* [Exercise]
Pick out every line in the records below that contains the word "yellow", and copy each such line in full.

* [Exercise data]
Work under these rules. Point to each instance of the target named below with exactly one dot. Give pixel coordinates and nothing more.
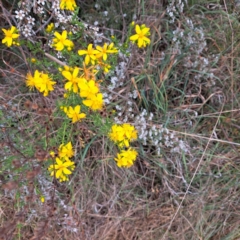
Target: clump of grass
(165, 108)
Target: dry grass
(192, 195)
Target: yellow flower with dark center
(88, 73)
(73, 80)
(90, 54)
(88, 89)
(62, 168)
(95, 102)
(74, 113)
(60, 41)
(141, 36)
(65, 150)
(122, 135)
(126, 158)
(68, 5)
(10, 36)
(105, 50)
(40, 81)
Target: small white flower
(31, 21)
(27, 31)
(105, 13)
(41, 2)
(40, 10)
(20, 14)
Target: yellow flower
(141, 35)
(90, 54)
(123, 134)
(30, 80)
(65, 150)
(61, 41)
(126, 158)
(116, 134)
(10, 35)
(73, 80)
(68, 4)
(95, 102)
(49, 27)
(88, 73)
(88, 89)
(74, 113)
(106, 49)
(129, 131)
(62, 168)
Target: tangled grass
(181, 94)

--

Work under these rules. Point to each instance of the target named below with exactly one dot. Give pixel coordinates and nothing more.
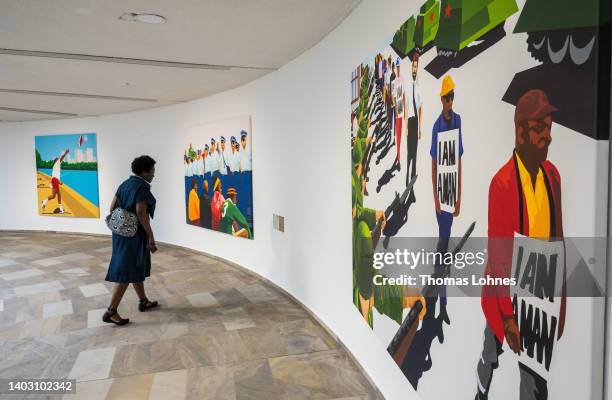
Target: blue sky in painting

* * *

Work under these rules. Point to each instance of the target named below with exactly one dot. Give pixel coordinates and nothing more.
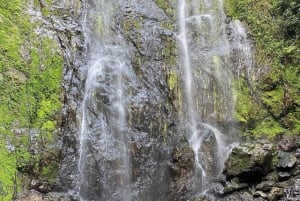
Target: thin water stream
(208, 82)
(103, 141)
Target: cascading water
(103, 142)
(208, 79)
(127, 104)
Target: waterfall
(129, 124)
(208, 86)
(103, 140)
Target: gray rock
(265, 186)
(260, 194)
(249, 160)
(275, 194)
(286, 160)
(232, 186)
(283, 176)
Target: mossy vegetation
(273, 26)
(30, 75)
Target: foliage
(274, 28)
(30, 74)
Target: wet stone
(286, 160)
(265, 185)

* [Finished exercise]
Target: yellow flower with dark center
Target: yellow flower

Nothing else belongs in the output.